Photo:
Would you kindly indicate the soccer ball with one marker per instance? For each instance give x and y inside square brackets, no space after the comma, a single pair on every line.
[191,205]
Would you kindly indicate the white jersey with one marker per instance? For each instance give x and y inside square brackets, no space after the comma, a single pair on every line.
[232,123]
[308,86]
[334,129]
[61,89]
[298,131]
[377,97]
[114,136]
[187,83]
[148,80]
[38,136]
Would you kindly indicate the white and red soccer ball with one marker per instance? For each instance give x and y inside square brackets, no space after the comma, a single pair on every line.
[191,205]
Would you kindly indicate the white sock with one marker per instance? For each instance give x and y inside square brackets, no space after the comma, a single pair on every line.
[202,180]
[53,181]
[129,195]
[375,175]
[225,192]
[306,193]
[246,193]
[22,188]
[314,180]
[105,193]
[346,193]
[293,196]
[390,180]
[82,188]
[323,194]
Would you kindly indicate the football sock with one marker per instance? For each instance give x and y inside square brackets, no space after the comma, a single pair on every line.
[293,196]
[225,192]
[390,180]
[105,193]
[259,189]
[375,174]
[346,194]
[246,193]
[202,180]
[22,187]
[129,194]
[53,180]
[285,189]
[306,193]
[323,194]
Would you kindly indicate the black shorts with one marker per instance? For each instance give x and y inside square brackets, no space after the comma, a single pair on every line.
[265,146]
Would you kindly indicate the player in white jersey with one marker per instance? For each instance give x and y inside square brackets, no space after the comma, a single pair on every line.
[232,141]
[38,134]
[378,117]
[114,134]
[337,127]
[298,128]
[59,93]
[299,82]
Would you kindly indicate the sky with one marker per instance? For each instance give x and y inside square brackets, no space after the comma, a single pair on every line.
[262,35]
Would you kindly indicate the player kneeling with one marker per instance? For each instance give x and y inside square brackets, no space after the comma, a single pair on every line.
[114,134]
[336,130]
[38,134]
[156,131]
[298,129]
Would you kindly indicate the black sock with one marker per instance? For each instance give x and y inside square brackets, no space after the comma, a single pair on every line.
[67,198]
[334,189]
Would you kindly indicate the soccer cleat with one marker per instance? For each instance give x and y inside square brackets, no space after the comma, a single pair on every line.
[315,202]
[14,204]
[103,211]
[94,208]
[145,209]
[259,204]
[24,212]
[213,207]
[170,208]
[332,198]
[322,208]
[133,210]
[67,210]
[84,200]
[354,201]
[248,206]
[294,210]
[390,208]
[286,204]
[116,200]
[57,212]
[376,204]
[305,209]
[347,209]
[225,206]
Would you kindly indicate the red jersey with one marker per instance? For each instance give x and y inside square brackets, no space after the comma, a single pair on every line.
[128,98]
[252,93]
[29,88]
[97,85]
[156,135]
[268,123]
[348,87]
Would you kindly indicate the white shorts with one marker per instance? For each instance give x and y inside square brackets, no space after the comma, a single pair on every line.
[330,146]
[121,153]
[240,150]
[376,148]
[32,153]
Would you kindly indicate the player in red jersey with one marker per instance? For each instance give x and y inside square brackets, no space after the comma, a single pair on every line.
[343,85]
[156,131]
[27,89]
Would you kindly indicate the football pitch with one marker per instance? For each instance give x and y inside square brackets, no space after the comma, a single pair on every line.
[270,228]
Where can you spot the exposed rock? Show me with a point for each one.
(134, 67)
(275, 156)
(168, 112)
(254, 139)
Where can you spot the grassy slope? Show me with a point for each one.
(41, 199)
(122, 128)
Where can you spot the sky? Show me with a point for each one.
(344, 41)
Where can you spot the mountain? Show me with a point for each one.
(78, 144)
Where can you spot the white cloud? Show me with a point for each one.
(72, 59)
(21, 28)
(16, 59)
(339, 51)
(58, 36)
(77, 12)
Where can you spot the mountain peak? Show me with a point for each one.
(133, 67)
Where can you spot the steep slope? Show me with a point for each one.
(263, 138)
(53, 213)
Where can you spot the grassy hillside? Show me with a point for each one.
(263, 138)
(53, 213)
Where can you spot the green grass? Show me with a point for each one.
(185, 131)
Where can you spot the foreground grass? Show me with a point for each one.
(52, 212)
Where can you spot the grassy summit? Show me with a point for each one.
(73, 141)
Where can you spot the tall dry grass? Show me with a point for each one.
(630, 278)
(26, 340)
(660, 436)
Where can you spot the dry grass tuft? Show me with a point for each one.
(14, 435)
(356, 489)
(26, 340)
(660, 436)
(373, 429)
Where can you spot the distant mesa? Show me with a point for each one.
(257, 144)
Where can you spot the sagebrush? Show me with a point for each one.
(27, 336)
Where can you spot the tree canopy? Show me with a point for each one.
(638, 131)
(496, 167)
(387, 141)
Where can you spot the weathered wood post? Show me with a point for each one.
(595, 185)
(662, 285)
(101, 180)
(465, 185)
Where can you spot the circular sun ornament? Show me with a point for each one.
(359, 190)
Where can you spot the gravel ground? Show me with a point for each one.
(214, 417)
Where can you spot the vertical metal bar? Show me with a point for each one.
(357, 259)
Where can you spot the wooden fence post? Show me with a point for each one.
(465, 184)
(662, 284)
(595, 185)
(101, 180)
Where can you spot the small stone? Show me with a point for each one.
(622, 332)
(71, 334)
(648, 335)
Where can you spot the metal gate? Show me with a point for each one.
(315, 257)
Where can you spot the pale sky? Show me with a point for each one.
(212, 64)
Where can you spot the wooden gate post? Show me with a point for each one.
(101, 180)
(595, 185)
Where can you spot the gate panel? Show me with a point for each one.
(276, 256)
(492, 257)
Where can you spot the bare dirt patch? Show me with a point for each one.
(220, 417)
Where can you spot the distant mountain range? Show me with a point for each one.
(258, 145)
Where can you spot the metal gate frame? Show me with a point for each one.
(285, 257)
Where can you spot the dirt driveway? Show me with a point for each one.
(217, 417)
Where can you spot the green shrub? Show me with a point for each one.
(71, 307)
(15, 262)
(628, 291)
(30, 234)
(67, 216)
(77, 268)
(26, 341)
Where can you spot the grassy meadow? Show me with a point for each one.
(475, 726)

--*--

*Do this*: Rewrite the lines above so that "white jersey" becomes "light-colored jersey" wherever it occurs, with everything else left unchanged.

*Finished exercise*:
Photo:
Would you kindly indicate the soccer ball with one marker per instance? For each instance give x and y inside square brackets, no space after the comma, a single pair on every line.
[191,205]
Would you kindly indicate the light-colored jersey with one marker per instance? For each instance give x and y inside square brackets, no space after the comma, a single pair on every line.
[232,123]
[308,86]
[334,129]
[61,89]
[298,131]
[377,97]
[114,136]
[187,83]
[148,80]
[38,136]
Would you kindly indicate the white and red soccer ball with one marker per instance? For each instance give x and y inside square brackets, no space after the comma, a single pair on every line.
[191,205]
Would you kindly indicate the white sock with one marker per instance? For each instance give x and y inside square brackets, no space after the comma, a single pair on every line.
[202,180]
[53,181]
[129,195]
[375,175]
[225,192]
[306,193]
[246,193]
[22,188]
[314,180]
[105,193]
[346,193]
[293,196]
[390,180]
[82,188]
[323,194]
Would you kindly indicate the football sock with one marker per instance? For each instance give x and y inside square brackets, no space after the comma, a single pair on every line.
[293,196]
[225,192]
[390,180]
[105,193]
[259,189]
[375,174]
[346,194]
[246,193]
[202,180]
[22,187]
[129,194]
[53,180]
[285,189]
[306,193]
[323,194]
Would you kindly indicate the black shorts with one marker per instance? For each instance give x and y inside square brackets, no space after the comma, a single pair on every line.
[265,146]
Would you kindly indicate the player in light-colored jersey with one marker per instance? For each instance give x and y inside square brackets, no space after the comma, a single pair on every line.
[232,141]
[38,134]
[378,117]
[114,134]
[337,127]
[298,128]
[59,93]
[299,82]
Would you kindly indicate the sky with one marker per instance? For each instance give x and y inside square brackets, no space after the comma, a single pair on every line.
[262,35]
Would you kindly indicate the player kneeling with one marker per instance? For each instance give x and y inside square brackets, no space after the comma, a single pair on every line.
[114,134]
[336,130]
[38,134]
[156,131]
[298,129]
Would you kindly indicate the black sock with one marker per instance? For each instance give x and y inside square brackets, no space after the comma, a single pair on every line.
[67,198]
[334,189]
Would you kindly indicate the soccer cleat with one marker per instance? For each instance give x and y inside square brackets, no space after the comma, a single pair on every line.
[315,202]
[14,204]
[103,211]
[94,208]
[145,209]
[259,204]
[24,212]
[213,207]
[170,208]
[332,198]
[322,208]
[133,210]
[67,210]
[84,200]
[354,201]
[248,206]
[294,210]
[390,208]
[286,204]
[116,200]
[57,212]
[376,204]
[305,209]
[347,209]
[225,206]
Would you kindly indicate the red jersey with one marker per instance? For each instance give x and y inside square brackets, no space after the comma, a single pair on every line.
[128,98]
[252,93]
[29,88]
[97,85]
[156,135]
[268,123]
[348,87]
Would you kindly indicate the white shorts with one marker per instance? For each instance give x and y inside square brackets, no space after the comma, a single pair on every line.
[330,146]
[121,153]
[240,150]
[376,148]
[32,153]
Would you kindly indicate the player in red jersey with one marker per instance? For each instance give x and y inside square brackets, no space after the comma, a single pair on every line.
[343,85]
[156,131]
[27,89]
Would you kindly indicate the football pitch with one marker per instance? For each instance give x and y inside square brackets, no space after the comma, a single pair on every line.
[270,228]
Where can you spot the exposed rock? Show me with a point for each one.
(134, 67)
(275, 156)
(168, 112)
(254, 139)
Where can you spot the grassy slope? Show me with a point for each one.
(41, 199)
(122, 128)
Where can you spot the sky? Show me with a point for each one.
(344, 41)
Where can you spot the mountain? Show me with a point for each one.
(78, 144)
Where can you spot the white cloud? Show me with a point for each one.
(72, 59)
(21, 28)
(16, 59)
(339, 51)
(58, 36)
(77, 12)
Where can you spot the mountain peak? Show me with a point for each one.
(133, 67)
Where can you spot the steep slope? Show me with a point for each one.
(263, 138)
(53, 213)
Where can you spot the grassy hillside? Show me with a point for each one.
(263, 138)
(53, 213)
Where can you spot the green grass? Show me with a point for each one.
(185, 131)
Where can you spot the foreground grass? Show me with a point for each one.
(52, 212)
Where can you spot the grassy summit? Show me with a point for each one.
(73, 141)
Where can you spot the tall dry grass? Show me with a point for each one.
(630, 278)
(26, 340)
(660, 436)
Where can you spot the dry grass tuft? Show me with a point for each one.
(14, 435)
(356, 489)
(26, 340)
(660, 436)
(373, 429)
Where can you spot the distant mesa? Show me with a point for each one.
(257, 144)
Where can you spot the sagebrush? Show me with a point for each one.
(27, 336)
Where can you spot the tree canopy? Show me with a point for each one.
(638, 131)
(496, 167)
(387, 141)
Where can you spot the weathered wood post? Show me with a point for each one.
(595, 185)
(662, 285)
(101, 180)
(465, 185)
Where can you spot the circular sun ornament? Show me with a point for each one.
(359, 190)
Where can you spot the gravel ground? Show me with a point for each one.
(214, 417)
Where can you spot the vertical metal bar? Show me with a point for each one.
(357, 259)
Where can you spot the wooden fence post? Show me with a point for each one.
(465, 184)
(662, 284)
(595, 185)
(101, 180)
Where can you spot the small stone? Show me with a point for each one.
(622, 332)
(71, 334)
(648, 335)
Where can you spot the metal gate? Show me with a point for each one.
(315, 257)
Where can you spot the pale sky? Show me with a point for each one.
(212, 64)
Where can you spot the wooden gate post? Show me with a point for each one.
(101, 180)
(595, 185)
Where can you spot the gate panel? Show me with a point for each one.
(276, 256)
(492, 257)
Where can you spot the bare dirt patch? Show me with a point for each one.
(220, 417)
Where can you spot the distant mountain range? Show me with a point for each one.
(258, 145)
Where can you spot the metal gate frame? Show me with a point for each one.
(285, 257)
Where can you spot the dirt driveway? Show me with a point for each one.
(217, 417)
Where can you spot the green shrub? Show me with a point for each one.
(71, 307)
(15, 262)
(628, 291)
(30, 234)
(67, 216)
(77, 268)
(26, 341)
Where can you spot the grassy meadow? Show me with a point for each one.
(475, 726)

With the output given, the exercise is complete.